*PROBLEM DETAILS*
Return every record verbatim, omitting all pictures.

*Saved entries*
Start of Block
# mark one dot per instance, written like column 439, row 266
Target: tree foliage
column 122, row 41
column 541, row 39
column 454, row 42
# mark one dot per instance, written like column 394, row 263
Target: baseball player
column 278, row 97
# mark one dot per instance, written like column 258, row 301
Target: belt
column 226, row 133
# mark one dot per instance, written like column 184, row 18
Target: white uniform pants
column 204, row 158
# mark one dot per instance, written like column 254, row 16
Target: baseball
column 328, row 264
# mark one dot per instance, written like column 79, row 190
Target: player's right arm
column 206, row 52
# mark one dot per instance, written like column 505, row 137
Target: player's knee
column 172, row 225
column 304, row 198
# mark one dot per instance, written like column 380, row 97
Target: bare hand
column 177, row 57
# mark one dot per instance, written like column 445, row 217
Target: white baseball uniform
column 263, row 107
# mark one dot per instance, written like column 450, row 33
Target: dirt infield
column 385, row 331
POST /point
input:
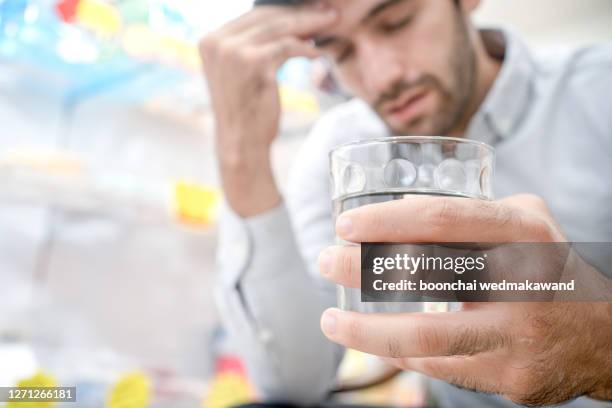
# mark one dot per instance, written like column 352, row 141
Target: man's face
column 411, row 60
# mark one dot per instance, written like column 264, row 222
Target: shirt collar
column 508, row 99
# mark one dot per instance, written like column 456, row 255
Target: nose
column 379, row 66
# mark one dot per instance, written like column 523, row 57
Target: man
column 416, row 67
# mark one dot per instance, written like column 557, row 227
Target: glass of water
column 390, row 168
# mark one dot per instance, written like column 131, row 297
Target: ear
column 469, row 5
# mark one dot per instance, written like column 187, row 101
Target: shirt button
column 265, row 336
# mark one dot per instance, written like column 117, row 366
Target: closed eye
column 395, row 26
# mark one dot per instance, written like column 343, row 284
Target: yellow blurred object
column 195, row 204
column 38, row 380
column 102, row 18
column 133, row 390
column 300, row 101
column 228, row 390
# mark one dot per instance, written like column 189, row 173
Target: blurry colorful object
column 100, row 17
column 230, row 387
column 195, row 204
column 66, row 181
column 66, row 9
column 38, row 380
column 133, row 390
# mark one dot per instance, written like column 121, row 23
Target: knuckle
column 347, row 264
column 208, row 45
column 429, row 341
column 540, row 229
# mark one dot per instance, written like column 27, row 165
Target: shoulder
column 580, row 83
column 586, row 70
column 346, row 122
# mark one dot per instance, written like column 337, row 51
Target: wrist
column 248, row 182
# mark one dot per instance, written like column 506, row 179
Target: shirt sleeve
column 270, row 293
column 271, row 304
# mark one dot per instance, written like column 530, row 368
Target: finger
column 416, row 334
column 277, row 53
column 342, row 264
column 474, row 373
column 435, row 219
column 268, row 22
column 300, row 23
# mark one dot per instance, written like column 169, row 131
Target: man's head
column 413, row 61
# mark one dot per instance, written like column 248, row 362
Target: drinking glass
column 391, row 168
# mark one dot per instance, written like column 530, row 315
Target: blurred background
column 109, row 191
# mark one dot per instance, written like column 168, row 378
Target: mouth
column 407, row 107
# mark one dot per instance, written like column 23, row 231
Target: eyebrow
column 376, row 10
column 379, row 8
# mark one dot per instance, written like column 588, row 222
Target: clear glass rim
column 399, row 139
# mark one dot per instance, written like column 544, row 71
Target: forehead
column 352, row 12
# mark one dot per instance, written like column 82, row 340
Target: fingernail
column 329, row 322
column 325, row 258
column 320, row 5
column 344, row 226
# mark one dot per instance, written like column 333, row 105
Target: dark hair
column 294, row 2
column 278, row 2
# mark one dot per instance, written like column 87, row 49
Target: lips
column 407, row 107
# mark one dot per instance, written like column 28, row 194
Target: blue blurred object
column 58, row 57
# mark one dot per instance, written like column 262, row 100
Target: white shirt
column 550, row 120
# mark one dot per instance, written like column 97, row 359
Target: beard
column 454, row 100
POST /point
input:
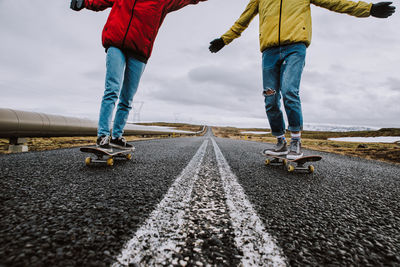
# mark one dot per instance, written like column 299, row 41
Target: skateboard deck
column 106, row 157
column 293, row 164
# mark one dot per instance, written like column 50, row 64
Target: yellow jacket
column 288, row 21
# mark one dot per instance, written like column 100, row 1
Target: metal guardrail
column 16, row 123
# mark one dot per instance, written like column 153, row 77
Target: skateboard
column 103, row 156
column 293, row 164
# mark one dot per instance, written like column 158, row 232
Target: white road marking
column 258, row 247
column 157, row 239
column 163, row 233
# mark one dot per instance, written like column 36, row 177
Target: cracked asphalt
column 55, row 211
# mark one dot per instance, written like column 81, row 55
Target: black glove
column 77, row 5
column 216, row 45
column 382, row 9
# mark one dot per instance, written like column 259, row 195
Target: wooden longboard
column 299, row 164
column 106, row 157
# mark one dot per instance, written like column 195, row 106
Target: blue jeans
column 116, row 63
column 282, row 69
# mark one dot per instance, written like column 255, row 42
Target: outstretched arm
column 382, row 10
column 178, row 4
column 95, row 5
column 236, row 30
column 357, row 9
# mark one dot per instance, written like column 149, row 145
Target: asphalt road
column 55, row 211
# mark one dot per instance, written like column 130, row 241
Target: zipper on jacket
column 129, row 25
column 280, row 19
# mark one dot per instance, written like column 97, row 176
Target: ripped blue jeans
column 282, row 70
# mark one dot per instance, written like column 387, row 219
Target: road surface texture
column 200, row 201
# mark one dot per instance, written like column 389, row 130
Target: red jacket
column 133, row 25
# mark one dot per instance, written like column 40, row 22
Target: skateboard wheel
column 110, row 162
column 88, row 160
column 290, row 168
column 311, row 168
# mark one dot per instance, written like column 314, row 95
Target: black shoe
column 121, row 143
column 103, row 142
column 295, row 150
column 280, row 149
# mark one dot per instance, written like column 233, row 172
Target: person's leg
column 272, row 95
column 271, row 64
column 115, row 63
column 292, row 69
column 133, row 72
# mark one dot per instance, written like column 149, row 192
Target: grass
column 319, row 141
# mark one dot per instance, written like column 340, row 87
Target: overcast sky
column 52, row 61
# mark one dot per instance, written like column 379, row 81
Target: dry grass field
column 49, row 143
column 319, row 141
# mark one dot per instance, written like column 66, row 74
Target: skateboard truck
column 105, row 156
column 293, row 165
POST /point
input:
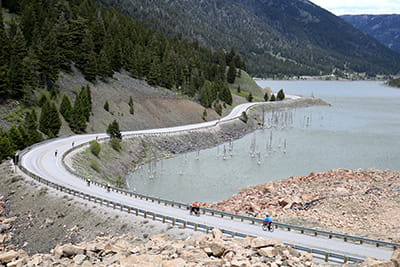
End of Block
*PROBLEM SOLUTION*
# mark one dot per instance, written like column 439, row 266
Target: tree foliage
column 122, row 41
column 541, row 39
column 454, row 42
# mark one dot per instance, written like column 394, row 263
Target: baseball player
column 278, row 97
# mark one dot per instance, written like column 258, row 301
Target: belt
column 226, row 133
# mark one dot per instance, written like column 184, row 18
Target: white uniform pants
column 204, row 158
# mark one dot per instance, written like column 254, row 16
Target: baseball
column 328, row 264
# mark one dot per instance, written like column 79, row 190
Target: player's right arm
column 206, row 52
# mark one dot per instance, written like column 505, row 137
Target: player's knee
column 172, row 225
column 304, row 198
# mark one dot per instance, written like column 380, row 97
Target: bare hand
column 177, row 57
# mark one dot per instance, written like column 445, row 217
Target: white baseball uniform
column 263, row 107
# mark one dot per instance, written like column 450, row 33
Target: dirt infield
column 385, row 331
POST /point
input:
# mark one dot per instance, written like column 352, row 141
Target: man's face
column 411, row 60
# mark one dot per instance, written like column 264, row 222
Target: shirt collar
column 508, row 99
# mark one dot per instance, written like column 456, row 255
Target: nose
column 379, row 66
# mark one dot per instance, written like column 523, row 57
Target: man
column 416, row 67
# mark one dot per instance, written like column 557, row 227
Target: glass of water
column 390, row 168
# mark one dot per instance, written like column 131, row 297
Target: ear
column 469, row 5
# mark one dot per instance, written like column 187, row 101
Target: shirt button
column 265, row 336
# mark one dot per instance, written like column 117, row 366
Target: closed eye
column 395, row 26
# mark one dot per instance, written like column 343, row 284
Target: yellow blurred object
column 195, row 204
column 38, row 380
column 102, row 18
column 133, row 390
column 300, row 101
column 228, row 390
# mark one dot per instance, written like column 189, row 173
Target: blurry colorful object
column 100, row 17
column 230, row 387
column 195, row 204
column 66, row 181
column 66, row 9
column 38, row 380
column 133, row 390
# mark one dot per instance, written like column 121, row 23
Target: knuckle
column 347, row 264
column 208, row 45
column 429, row 341
column 540, row 229
# mark one dot per instance, written like column 27, row 165
Target: shoulder
column 580, row 83
column 586, row 70
column 346, row 122
# mark one dot per instance, written like column 337, row 51
Target: wrist
column 248, row 182
# mark one dot per instance, written like column 506, row 179
Target: shirt sleeve
column 270, row 293
column 271, row 304
# mark one dot per instance, written like column 530, row 368
Target: finger
column 416, row 334
column 277, row 53
column 342, row 264
column 474, row 373
column 435, row 219
column 268, row 22
column 300, row 23
# mark one dot per instance, written like column 169, row 131
Target: man's head
column 413, row 61
# mark one dot per instance, written like column 248, row 362
Target: drinking glass
column 391, row 168
# mark one dot per instance, written like column 530, row 315
Target: blurred background
column 109, row 191
# mark one dot per instance, written like column 168, row 378
Target: mouth
column 407, row 107
# mark one dot per instance, written like column 23, row 231
Target: eyebrow
column 376, row 10
column 379, row 8
# mark one dot per instance, written like column 588, row 222
Target: clear glass rim
column 399, row 139
# mark one dot per instance, written like column 544, row 71
Target: forehead
column 352, row 12
# mark one dot per instance, written like column 82, row 340
Target: fingernail
column 329, row 322
column 325, row 258
column 320, row 5
column 344, row 226
# mark one dot per instance, written like column 333, row 105
Target: dark hair
column 294, row 2
column 278, row 2
# mark one dot per instance, written like column 87, row 49
Target: lips
column 407, row 107
# mark one dot per instance, written like column 28, row 194
Target: blue blurred object
column 58, row 57
# mark one dot per instance, written like column 262, row 100
Target: white shirt
column 550, row 120
# mark one dot per instance, written like column 97, row 359
Target: beard
column 454, row 100
POST /point
input:
# mark one dot per instance, written like column 299, row 41
Target: skateboard deck
column 106, row 157
column 293, row 164
# mark one dot per instance, written like column 50, row 64
Target: yellow jacket
column 288, row 21
# mark one dot per instance, written like column 100, row 1
Target: metal guardrail
column 16, row 123
# mark one dot per instance, written like column 153, row 77
Target: skateboard
column 103, row 156
column 293, row 164
# mark one dot per instance, written like column 158, row 232
Target: white road marking
column 258, row 247
column 157, row 239
column 163, row 233
# mark one dot per instance, written like column 36, row 177
Target: cracked asphalt
column 55, row 211
# mark one dot per instance, written like column 81, row 55
Target: black glove
column 77, row 5
column 216, row 45
column 382, row 9
# mark one dot per instance, written like column 259, row 195
Target: wooden longboard
column 299, row 164
column 106, row 157
# mark one dot per instance, written like column 195, row 106
Target: blue jeans
column 116, row 63
column 282, row 69
# mark one dot per instance, written like column 255, row 42
Target: outstretched arm
column 382, row 10
column 178, row 4
column 95, row 5
column 236, row 30
column 357, row 9
# mark one dot per instance, written like column 149, row 145
Target: asphalt road
column 55, row 211
# mark one dot per instance, written like column 130, row 241
Target: zipper on jacket
column 129, row 25
column 280, row 19
# mark one dot per instance, written like column 97, row 176
Target: ripped blue jeans
column 282, row 70
# mark one dot per instance, written like column 387, row 219
Target: road surface texture
column 200, row 201
# mark one dot per instance, written like column 389, row 130
Target: red jacket
column 133, row 25
# mark one dot per instance, written like column 40, row 22
Target: skateboard wheel
column 110, row 162
column 88, row 160
column 290, row 168
column 311, row 168
# mark one dot per instance, written like column 314, row 95
Target: black shoe
column 121, row 143
column 103, row 142
column 295, row 150
column 280, row 149
# mark one dot per instance, written like column 233, row 172
Target: person's leg
column 272, row 95
column 271, row 64
column 115, row 63
column 292, row 69
column 133, row 72
# mark one dot per instance, written like column 149, row 192
Target: grass
column 319, row 141
# mark one dot per instance, written like column 340, row 87
Target: overcast sky
column 52, row 61
# mark one dot per instance, written like column 379, row 81
Target: dry grass field
column 49, row 143
column 319, row 141
# mark one dot per instance, written like column 66, row 74
Target: skateboard truck
column 105, row 156
column 293, row 165
POST /point
input:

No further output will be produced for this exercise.